What you need to do:
1. According to the passage on Brailsford Robertson below, in what year did he enter Adelaide University?
2. For each statement, say whether it agrees with the passage on Brailsford Robertson below, and quote the words that decide it: (a) Robertson was born in Edinburgh, Scotland. (b) Robertson's father worked for a mining company at Callington. (c) Robertson's 1912 monograph on proteins first appeared in English.
3. Resume the passage on Brailsford Robertson below, writing on from its final sentence.

Supplied text:
Start of Block
Brailsford Robertson, biochemistry genius, produces Australia's first insulin at Adelaide University in 1923

Brailsford Robertson and his wife Jane/Jeannie (nee Stirling) in the laboratory of the physiology department at the University of California in 1912.
Image courtesy State Library of South Australia
Adelaide was blessed by the genius (Thorburn) Brailsford Robertson returning to its university at the height of his international prominence in biochemistry.
Born in Edinburgh, Scotland, Robertson came with his mother to South Australia as a child in 1892 to join his father who worked for a mining company at Callington in the Adelaide Hills. Robertson attended the Misses Stantons' School, New Glenelg, and, after private tuition, entered Adelaide University in 1902, studying physiology (bachelor of science 1905) under professor Edward Stirling.
Robertson considered a career in mathematical physics, under William Bragg’s teaching. But, in 1905, he became assistant lecturer in the physiology department at the University of California, Berkeley, led by the famous Jacques Loeb. Under his influence, Robertson developed his physico-chemical outlook and research skills. His monograph on proteins’ physical chemistry, in 1912, was published in German, later in English.
End of Block
Source information:
Start of Block
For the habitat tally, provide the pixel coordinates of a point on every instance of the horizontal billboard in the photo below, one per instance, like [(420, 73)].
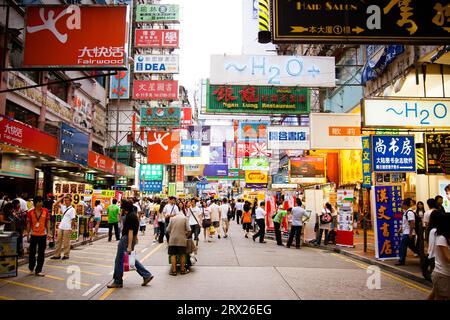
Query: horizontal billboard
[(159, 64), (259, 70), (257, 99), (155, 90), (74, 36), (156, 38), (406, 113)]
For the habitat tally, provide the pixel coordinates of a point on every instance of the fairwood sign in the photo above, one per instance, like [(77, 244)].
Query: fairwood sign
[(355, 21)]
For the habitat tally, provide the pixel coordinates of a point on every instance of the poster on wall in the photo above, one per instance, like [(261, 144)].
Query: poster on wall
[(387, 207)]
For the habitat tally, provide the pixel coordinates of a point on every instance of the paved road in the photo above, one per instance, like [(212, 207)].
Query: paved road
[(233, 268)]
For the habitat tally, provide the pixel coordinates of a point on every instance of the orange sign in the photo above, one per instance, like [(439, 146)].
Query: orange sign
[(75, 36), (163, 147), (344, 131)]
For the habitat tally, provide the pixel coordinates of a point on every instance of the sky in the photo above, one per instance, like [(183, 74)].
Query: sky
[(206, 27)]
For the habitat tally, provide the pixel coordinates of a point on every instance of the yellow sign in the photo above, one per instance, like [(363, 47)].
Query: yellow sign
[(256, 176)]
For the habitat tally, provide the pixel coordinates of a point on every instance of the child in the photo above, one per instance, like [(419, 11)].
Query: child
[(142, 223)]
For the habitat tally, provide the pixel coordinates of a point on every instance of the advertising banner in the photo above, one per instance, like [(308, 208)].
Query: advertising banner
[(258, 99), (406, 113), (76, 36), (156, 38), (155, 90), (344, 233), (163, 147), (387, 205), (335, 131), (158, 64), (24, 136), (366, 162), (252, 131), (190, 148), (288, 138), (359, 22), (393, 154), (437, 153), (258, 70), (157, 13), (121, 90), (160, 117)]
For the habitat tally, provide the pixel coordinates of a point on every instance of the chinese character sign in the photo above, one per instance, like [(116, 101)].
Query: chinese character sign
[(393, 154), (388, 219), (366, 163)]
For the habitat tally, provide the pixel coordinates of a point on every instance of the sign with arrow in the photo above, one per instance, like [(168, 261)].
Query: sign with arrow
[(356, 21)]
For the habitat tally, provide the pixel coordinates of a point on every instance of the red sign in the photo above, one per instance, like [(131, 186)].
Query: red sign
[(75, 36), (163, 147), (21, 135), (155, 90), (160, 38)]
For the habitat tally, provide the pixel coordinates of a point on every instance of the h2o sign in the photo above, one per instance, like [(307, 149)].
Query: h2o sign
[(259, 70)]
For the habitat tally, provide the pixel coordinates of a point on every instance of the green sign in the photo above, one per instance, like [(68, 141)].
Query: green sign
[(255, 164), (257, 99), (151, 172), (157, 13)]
End of Block
Responses in order:
1. 1902

2.
(a) Yes: "Born in Edinburgh, Scotland"
(b) Yes: "to join his father who worked for a mining company at Callington in the Adelaide Hills"
(c) No: "was published in German, later in English."

3.
Robertson had gained his PhD from the University of California in 1907, and his science doctorate from Adelaide University in 1908 – by the age of 24. In 1910, when he married his former professor’s daughter Jane (Jeannie) Stirling, Robertson became associate professor of physiological chemistry and pharmacology at Berkeley, and full professor in 1917.
In 1918, he accepted the chair of biochemistry at Toronto University, Canada, but moved to the chair of physiology at Adelaide in 1919 when Stirling retired. In the next 11 years, Robertson’s brought organisation, flair for research and energy to a modern discipline of biochemistry for the university's small medical school.
By 1926, he was professor of both biochemistry and general physiology. An excellent lecturer, Robertson greatly influenced a research outlook in the medical school. He modernised teaching of medical and science students, setting new curricula, including an honours course in biochemistry. He was crucial in planning the medical faculty’s Darling Building, opened 1922, for physiology, biochemistry and histology.
To merge clinical medicine and fundamental science, Robertson founded the Medical Sciences Club of South Australia and in 1924, with professors John Cleland and F. Wood Jones, the Australian Journal of Experimental Biology and Medical Science. He was a key to the university’s animal products research foundation. Amid broad interests, Robertson concentrated on studying growth and senescence of cells and animals.
He made another vital contribution by finding and improving a method for preparing insulin. It was made in the Darling Building for the first time in Australia, under licence from Toronto University’s insulin committee, for use on diabetic patients in Adelaide Hospital in 1923, within a year of Banting and Best's discovery of the hormone and its link to diabetes.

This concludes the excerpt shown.